Boundary labeling entries
——
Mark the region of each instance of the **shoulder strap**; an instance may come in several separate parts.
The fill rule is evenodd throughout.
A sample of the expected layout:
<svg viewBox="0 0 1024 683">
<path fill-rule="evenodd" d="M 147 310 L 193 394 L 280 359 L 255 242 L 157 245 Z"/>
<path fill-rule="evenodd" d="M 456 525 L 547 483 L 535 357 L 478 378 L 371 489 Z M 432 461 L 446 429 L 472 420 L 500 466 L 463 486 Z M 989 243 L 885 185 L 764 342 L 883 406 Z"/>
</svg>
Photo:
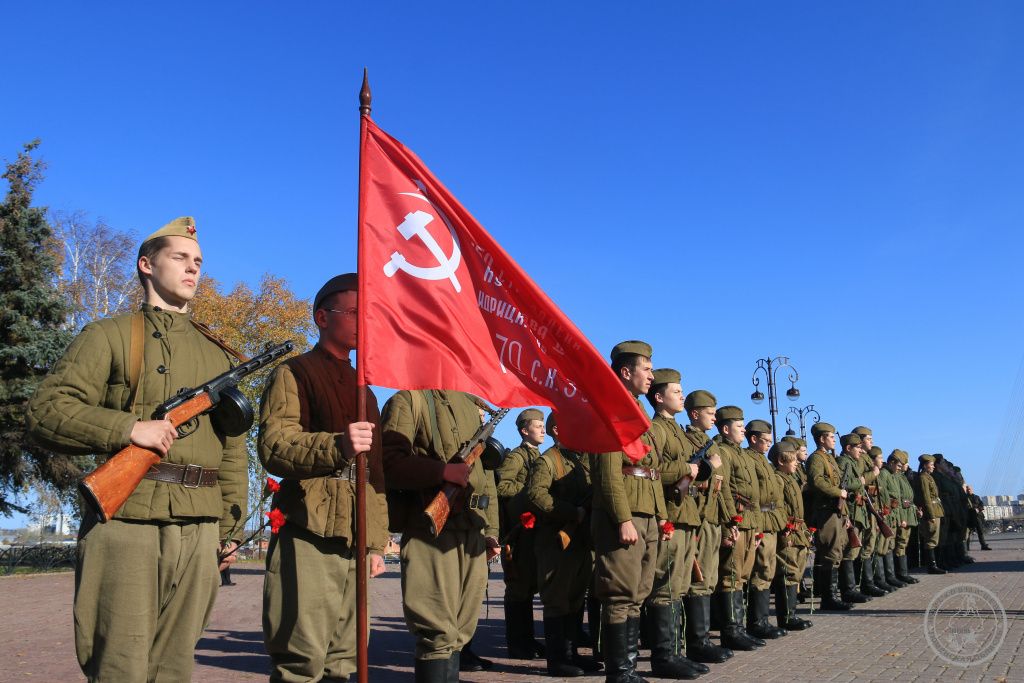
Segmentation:
<svg viewBox="0 0 1024 683">
<path fill-rule="evenodd" d="M 248 356 L 245 356 L 245 355 L 239 353 L 233 348 L 231 348 L 230 346 L 228 346 L 227 342 L 225 342 L 223 339 L 221 339 L 220 337 L 218 337 L 217 335 L 215 335 L 213 333 L 213 330 L 211 330 L 207 326 L 203 325 L 202 323 L 200 323 L 199 321 L 197 321 L 195 317 L 193 317 L 193 316 L 189 315 L 188 316 L 188 322 L 193 324 L 193 327 L 196 328 L 196 330 L 198 330 L 201 335 L 203 335 L 204 337 L 206 337 L 207 339 L 209 339 L 210 341 L 212 341 L 214 344 L 216 344 L 220 348 L 224 349 L 224 351 L 226 351 L 228 355 L 232 356 L 239 362 L 246 362 L 246 361 L 249 360 Z"/>
<path fill-rule="evenodd" d="M 145 313 L 136 310 L 131 316 L 131 337 L 128 339 L 128 412 L 135 413 L 138 384 L 142 377 L 145 354 Z"/>
</svg>

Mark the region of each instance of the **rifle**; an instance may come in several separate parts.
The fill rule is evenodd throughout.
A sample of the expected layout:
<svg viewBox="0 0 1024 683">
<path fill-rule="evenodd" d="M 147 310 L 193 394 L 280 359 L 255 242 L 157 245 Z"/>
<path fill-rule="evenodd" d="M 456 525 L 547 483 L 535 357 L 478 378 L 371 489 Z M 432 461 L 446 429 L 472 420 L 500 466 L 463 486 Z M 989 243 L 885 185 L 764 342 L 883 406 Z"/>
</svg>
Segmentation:
<svg viewBox="0 0 1024 683">
<path fill-rule="evenodd" d="M 710 471 L 714 470 L 714 468 L 712 467 L 711 463 L 708 462 L 708 451 L 711 450 L 711 446 L 713 446 L 713 445 L 715 445 L 715 441 L 712 441 L 711 439 L 708 439 L 708 442 L 705 443 L 700 447 L 699 451 L 697 451 L 696 453 L 694 453 L 690 457 L 690 460 L 689 460 L 689 462 L 687 464 L 689 464 L 689 465 L 702 465 L 702 464 L 707 463 L 706 467 L 707 467 L 708 471 L 710 472 Z M 697 472 L 697 474 L 699 475 L 699 472 Z M 692 478 L 690 477 L 689 474 L 686 474 L 679 481 L 677 481 L 676 483 L 672 484 L 672 486 L 670 486 L 670 488 L 672 488 L 672 502 L 673 503 L 675 503 L 676 505 L 682 505 L 683 504 L 683 498 L 685 498 L 685 496 L 689 493 L 690 483 L 691 482 L 692 482 Z"/>
<path fill-rule="evenodd" d="M 267 345 L 263 353 L 218 375 L 195 389 L 184 388 L 157 407 L 154 420 L 170 420 L 184 438 L 199 428 L 199 418 L 210 413 L 210 419 L 221 432 L 240 436 L 249 430 L 253 409 L 249 399 L 238 389 L 238 383 L 248 375 L 291 353 L 295 345 L 288 341 Z M 121 509 L 128 497 L 145 477 L 150 468 L 161 461 L 159 454 L 131 443 L 105 463 L 87 474 L 78 488 L 100 522 L 105 522 Z"/>
<path fill-rule="evenodd" d="M 459 449 L 459 453 L 453 456 L 449 462 L 462 462 L 469 465 L 470 469 L 472 469 L 473 465 L 480 458 L 480 454 L 483 453 L 483 449 L 486 447 L 487 438 L 495 433 L 495 427 L 508 415 L 508 412 L 507 408 L 503 408 L 496 413 L 492 413 L 490 420 L 486 424 L 480 425 L 480 428 L 476 430 L 473 437 L 466 441 L 466 444 Z M 447 523 L 449 515 L 452 514 L 452 501 L 461 497 L 464 490 L 465 488 L 462 486 L 457 486 L 451 482 L 445 483 L 423 511 L 430 518 L 430 532 L 434 538 L 440 535 L 441 529 L 444 528 L 444 524 Z"/>
<path fill-rule="evenodd" d="M 867 501 L 864 504 L 867 506 L 867 511 L 871 514 L 872 517 L 874 517 L 874 521 L 879 523 L 879 530 L 882 531 L 882 536 L 886 537 L 887 539 L 893 538 L 892 527 L 889 524 L 887 524 L 886 520 L 882 518 L 882 515 L 880 515 L 874 510 L 874 505 L 871 504 L 871 497 L 865 496 L 864 500 Z"/>
</svg>

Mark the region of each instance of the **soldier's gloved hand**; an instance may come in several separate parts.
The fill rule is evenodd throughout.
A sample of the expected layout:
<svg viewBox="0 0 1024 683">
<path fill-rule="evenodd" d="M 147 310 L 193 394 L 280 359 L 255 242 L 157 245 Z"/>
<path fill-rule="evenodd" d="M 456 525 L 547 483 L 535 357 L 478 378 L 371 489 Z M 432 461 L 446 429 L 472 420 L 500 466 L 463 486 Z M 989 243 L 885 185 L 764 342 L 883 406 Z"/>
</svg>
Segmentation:
<svg viewBox="0 0 1024 683">
<path fill-rule="evenodd" d="M 483 541 L 487 544 L 487 561 L 489 562 L 498 557 L 498 553 L 502 552 L 502 546 L 498 543 L 498 539 L 493 536 L 488 536 Z"/>
<path fill-rule="evenodd" d="M 358 453 L 369 453 L 373 442 L 373 423 L 353 422 L 348 425 L 345 436 L 341 439 L 341 451 L 345 458 L 351 458 Z"/>
<path fill-rule="evenodd" d="M 633 525 L 632 519 L 627 519 L 618 525 L 618 543 L 624 546 L 632 546 L 640 540 L 637 527 Z"/>
<path fill-rule="evenodd" d="M 167 456 L 177 437 L 178 430 L 170 420 L 142 420 L 131 428 L 131 442 L 139 447 L 155 451 L 161 458 Z"/>
<path fill-rule="evenodd" d="M 466 463 L 449 463 L 441 475 L 447 482 L 465 488 L 469 484 L 469 465 Z"/>
</svg>

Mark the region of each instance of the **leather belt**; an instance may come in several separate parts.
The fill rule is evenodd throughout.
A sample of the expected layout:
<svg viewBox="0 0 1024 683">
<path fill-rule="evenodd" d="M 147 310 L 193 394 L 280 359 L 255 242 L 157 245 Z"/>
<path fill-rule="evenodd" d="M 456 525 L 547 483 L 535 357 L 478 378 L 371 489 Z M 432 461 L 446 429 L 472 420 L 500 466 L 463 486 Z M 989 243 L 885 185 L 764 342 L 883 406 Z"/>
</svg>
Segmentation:
<svg viewBox="0 0 1024 683">
<path fill-rule="evenodd" d="M 623 474 L 639 479 L 650 479 L 651 481 L 657 481 L 662 478 L 660 472 L 649 467 L 624 467 Z"/>
<path fill-rule="evenodd" d="M 328 478 L 344 479 L 345 481 L 355 481 L 355 461 L 353 460 L 345 467 L 335 470 L 334 472 L 331 473 L 331 476 L 329 476 Z"/>
<path fill-rule="evenodd" d="M 165 483 L 178 483 L 185 488 L 199 488 L 200 486 L 213 486 L 217 483 L 217 469 L 200 467 L 199 465 L 157 463 L 142 478 Z"/>
</svg>

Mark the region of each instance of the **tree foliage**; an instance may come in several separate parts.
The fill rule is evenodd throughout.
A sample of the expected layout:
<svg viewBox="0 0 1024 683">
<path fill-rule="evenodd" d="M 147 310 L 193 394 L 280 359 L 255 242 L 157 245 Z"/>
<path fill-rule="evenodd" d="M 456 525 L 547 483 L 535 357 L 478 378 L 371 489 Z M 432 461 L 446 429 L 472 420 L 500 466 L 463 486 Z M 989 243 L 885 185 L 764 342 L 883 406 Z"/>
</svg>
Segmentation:
<svg viewBox="0 0 1024 683">
<path fill-rule="evenodd" d="M 0 205 L 0 514 L 18 509 L 11 494 L 30 477 L 72 485 L 76 459 L 28 443 L 25 409 L 46 371 L 70 341 L 67 308 L 54 291 L 57 243 L 42 208 L 32 206 L 44 165 L 33 158 L 39 140 L 25 145 L 3 178 L 8 189 Z"/>
</svg>

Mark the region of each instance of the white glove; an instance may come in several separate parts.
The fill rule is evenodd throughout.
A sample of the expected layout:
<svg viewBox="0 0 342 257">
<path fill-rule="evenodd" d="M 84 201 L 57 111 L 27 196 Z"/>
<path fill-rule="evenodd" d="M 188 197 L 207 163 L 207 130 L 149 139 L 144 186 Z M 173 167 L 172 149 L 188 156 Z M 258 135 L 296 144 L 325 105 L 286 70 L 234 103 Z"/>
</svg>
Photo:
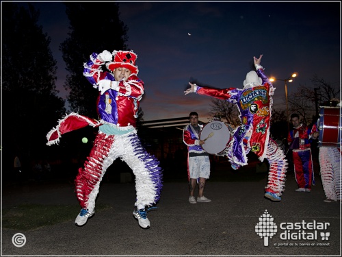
——
Rewrite the entries from the line containing "Mark the region of each instance of the white" through the end of the entries, inclusive, as a numbered list, skipping blank lines. Leave the pictures out of the answer.

→ **EXERCISE OUTPUT**:
1. Mark the region of each instance of the white glove; an instance may come in several separate parts.
2. The fill rule is evenodd throughout.
3. A sample of the expected layout:
4. <svg viewBox="0 0 342 257">
5. <path fill-rule="evenodd" d="M 84 201 L 57 111 L 27 196 Z"/>
6. <path fill-rule="evenodd" d="M 188 197 L 207 163 L 207 130 L 149 139 L 144 186 Z M 173 167 L 172 149 L 188 156 Z M 258 135 L 296 144 L 325 105 L 286 70 L 234 103 Z"/>
7. </svg>
8. Photo:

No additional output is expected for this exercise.